* **WHAT YOU NEED TO DO**: The records below need retyping in full; give them again exactly.
★ ★ ★ ★ ★
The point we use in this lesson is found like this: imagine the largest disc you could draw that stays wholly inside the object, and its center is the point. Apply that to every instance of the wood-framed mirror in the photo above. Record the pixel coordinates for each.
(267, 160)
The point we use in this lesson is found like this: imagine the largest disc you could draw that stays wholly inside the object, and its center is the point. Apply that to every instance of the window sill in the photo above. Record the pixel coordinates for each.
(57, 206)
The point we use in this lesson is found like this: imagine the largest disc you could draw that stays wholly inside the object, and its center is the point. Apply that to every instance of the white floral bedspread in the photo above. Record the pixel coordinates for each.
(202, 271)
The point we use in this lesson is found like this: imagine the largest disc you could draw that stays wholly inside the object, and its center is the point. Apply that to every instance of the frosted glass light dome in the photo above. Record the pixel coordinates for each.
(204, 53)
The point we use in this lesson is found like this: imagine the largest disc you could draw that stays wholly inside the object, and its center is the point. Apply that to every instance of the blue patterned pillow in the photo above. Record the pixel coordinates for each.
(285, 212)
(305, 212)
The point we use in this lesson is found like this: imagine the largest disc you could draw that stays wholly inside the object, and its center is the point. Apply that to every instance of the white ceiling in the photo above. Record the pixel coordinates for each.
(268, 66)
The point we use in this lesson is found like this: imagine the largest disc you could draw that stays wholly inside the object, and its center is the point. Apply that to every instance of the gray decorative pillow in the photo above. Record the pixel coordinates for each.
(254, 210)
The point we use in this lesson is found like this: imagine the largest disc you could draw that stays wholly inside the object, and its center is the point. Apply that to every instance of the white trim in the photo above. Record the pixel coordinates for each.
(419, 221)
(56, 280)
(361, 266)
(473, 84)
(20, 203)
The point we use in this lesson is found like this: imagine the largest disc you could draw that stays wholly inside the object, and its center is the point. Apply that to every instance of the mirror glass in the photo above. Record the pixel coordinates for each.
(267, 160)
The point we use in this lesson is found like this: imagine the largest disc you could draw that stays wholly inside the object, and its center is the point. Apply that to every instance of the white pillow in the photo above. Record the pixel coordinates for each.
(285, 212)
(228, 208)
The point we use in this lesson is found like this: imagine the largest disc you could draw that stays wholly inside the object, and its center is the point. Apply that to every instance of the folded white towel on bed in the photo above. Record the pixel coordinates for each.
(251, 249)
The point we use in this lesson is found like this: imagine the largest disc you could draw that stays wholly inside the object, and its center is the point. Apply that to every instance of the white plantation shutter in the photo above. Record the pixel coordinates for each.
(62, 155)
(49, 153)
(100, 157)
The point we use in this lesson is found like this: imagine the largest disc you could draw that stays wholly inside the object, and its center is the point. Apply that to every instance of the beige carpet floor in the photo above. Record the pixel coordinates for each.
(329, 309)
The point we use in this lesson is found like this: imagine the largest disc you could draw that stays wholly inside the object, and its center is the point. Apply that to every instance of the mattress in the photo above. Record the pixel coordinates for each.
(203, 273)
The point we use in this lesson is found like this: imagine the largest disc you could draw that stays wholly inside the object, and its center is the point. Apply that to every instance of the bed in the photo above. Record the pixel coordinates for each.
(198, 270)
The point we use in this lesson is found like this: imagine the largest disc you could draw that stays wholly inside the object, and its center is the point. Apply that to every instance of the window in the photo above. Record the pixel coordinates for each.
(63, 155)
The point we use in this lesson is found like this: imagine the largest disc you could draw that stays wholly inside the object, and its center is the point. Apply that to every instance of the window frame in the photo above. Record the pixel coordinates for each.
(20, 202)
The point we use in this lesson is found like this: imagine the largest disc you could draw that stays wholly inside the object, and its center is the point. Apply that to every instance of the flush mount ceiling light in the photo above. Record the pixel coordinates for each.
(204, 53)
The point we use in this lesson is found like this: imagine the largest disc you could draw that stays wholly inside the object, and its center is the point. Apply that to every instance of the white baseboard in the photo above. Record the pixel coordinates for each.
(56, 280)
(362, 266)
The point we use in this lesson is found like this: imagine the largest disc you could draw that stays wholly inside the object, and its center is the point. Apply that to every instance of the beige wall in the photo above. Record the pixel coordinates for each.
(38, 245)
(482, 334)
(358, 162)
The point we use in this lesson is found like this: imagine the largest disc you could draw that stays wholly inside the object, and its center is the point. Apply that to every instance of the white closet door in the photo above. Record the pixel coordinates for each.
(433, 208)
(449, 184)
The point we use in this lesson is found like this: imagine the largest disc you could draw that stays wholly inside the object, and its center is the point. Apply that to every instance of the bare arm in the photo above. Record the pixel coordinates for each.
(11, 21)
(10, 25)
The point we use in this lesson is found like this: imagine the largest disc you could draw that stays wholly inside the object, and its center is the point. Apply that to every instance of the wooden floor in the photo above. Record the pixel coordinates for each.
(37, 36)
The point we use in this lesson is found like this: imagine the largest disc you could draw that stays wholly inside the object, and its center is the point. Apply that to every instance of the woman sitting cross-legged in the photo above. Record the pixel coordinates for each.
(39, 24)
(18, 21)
★ ★ ★ ★ ★
* **WRITTEN RESPONSE**:
The point we use in this lesson is found like this: imagine the largest disc you could draw that stays wholly inside the object, and its center is the point. Apply that to every instance of the wood-framed mirror in the photo above. Record the pixel coordinates for each.
(267, 160)
The point we use in this lesson is found like this: imagine the largest disc you could draw that stays wholly inside the object, and its center is the point. Apply that to every instance of the window sill in the photo above. Record the pixel coordinates for each.
(57, 206)
The point we use in this lesson is found like this: imagine the largest disc you could draw that stays wholly inside the object, and its center is the point. Apply that to every instance of the white floral bedspread in the photo above. Record the pixel coordinates for each.
(202, 271)
The point we use in this lesson is found like this: imagine the largest disc you could draw that stays wholly inside the object, and its center is the point. Apply that to every instance of the frosted glass light dome in the photo above. Record the pixel coordinates for each.
(204, 53)
The point we use in this lesson is found like this: imagine the largest disc you could draw that stays wholly inside the object, and its center is the point. Apply that to every instance of the blue patterned pillow in the photo above. Record the pixel coordinates for each.
(285, 212)
(305, 212)
The point we use in this lesson is found like this: imagine the largest disc you could draw that stays wholly inside the object, and its center is the point. Apply that to every instance of the white ceiling in the photo above. Record the pixel coordinates for each.
(268, 66)
The point we use in this lesson is found like this: imagine the largest disc you could draw that stays wholly inside the object, and its center is the point. Apply that to every instance of the gray decorative pillow in the photo above. Record the pixel coordinates for each.
(254, 210)
The point we use in this lesson is found like this: imagine the largest disc you could draw that stays wholly inside the object, and its center is the point. Apply that to every instance of the white trim in the photo above. Record the pixel coordinates for each.
(419, 221)
(56, 280)
(361, 266)
(473, 84)
(20, 203)
The point we use in this lesson is found like this: imagine the largest disc you could draw that stays wholly inside the object, and its center is the point. Apply that to every instance of the mirror glass in the photo above. Record the pixel coordinates for each.
(267, 160)
The point we use in this lesson is found like this: imagine the largest disc you could draw that stays wholly inside the object, and its center is the point. Apply that to every instance of the white pillow in the photo above. Record the pixel coordinates for each.
(285, 212)
(228, 208)
The point we use in this lesson is found like this: imagine the largest disc you could draw that stays wholly inside the object, and its center is the point. Apply that to every instance of the folded white towel on bed in the photo above. Record the pixel coordinates for each.
(251, 249)
The point we use in this lesson is found like this: imagine the largest disc you could draw that stays wholly inside the object, and its center is the point. Apply that to every instance of the white plantation shutter in the photo above. Record the pixel coordinates for each.
(62, 155)
(49, 153)
(100, 157)
The point we use in this lesson is found like this: imagine the largest disc you could draw that stays wholly inside the object, and its center is the point. Apply that to every instance of the beige carpet floor in the photo above. Record the pixel coordinates for each.
(329, 309)
The point we use in this lesson is found like this: imagine the largest disc you could draw that stays wholly inside the object, and its center is the point. Apply that to every instance of the mattress in the photo above. Record the pixel coordinates for each.
(203, 273)
The point we use in this lesson is found like this: imagine the largest disc you could draw that stays wholly inside the object, and its center is the point. Apply that to every instance of the bed in the photo above. Record the pixel coordinates for each.
(198, 270)
The point we use in this lesson is found like this: imagine the largest disc you could draw that stays wholly inside the object, and its center is the point. Apply that to every instance of the window in the photo above. Record the pixel coordinates for each.
(63, 155)
The point we use in this lesson is found like this: imagine the largest disc you could draw that stays wholly inside the object, and its center is the point. Apply that to every instance of the window frame in the photo above. Record the pixel coordinates for each.
(20, 202)
The point we use in this lesson is found like this: imagine the largest disc you could draw that stays wholly inside the object, and its center is the point. Apply that to every instance of the flush mount ceiling light in the photo above. Record the pixel coordinates for each.
(204, 53)
The point we use in this lesson is found like this: imagine the largest disc you could draw that stays wholly inside the object, and its center is the point. Apply that to every instance of the white baseboard in the photo above. Record the pixel coordinates for each.
(56, 280)
(362, 266)
The point we use in this lesson is found like this: imagine the largest disc you could draw that stays wholly inside the object, and its center is the point. Apply that to every instance of the beige wall in the photo above. Record the pixel coordinates for each.
(38, 245)
(482, 334)
(358, 162)
The point we use in this lesson is found like this: imagine the largest disc you could draw that stays wholly inside the object, and its center is the point. Apply that to every instance of the white closet door in the photo above. Record the pixel coordinates for each.
(433, 208)
(449, 184)
The point we use in this lesson is found like this: imagine the largest disc you could draw that stays wholly inside the object, and its center is the point. Apply that to every instance of the bare arm in the photo above. Record the pixel coordinates for each.
(11, 21)
(10, 25)
The point we use in this lesson is found like this: imagine the largest disc you could draw that stays wholly inside the object, and its center is the point. Apply that to every instance of the wooden floor in the photo above. Record the pixel coordinates for each.
(37, 36)
The point we use in this lesson is found like this: imagine the largest disc you could draw that stays wholly inside the object, and its center is the point. Apply that to every instance of the woman sitting cross-legged in the photo above. Record the pixel coordinates for each.
(39, 24)
(18, 21)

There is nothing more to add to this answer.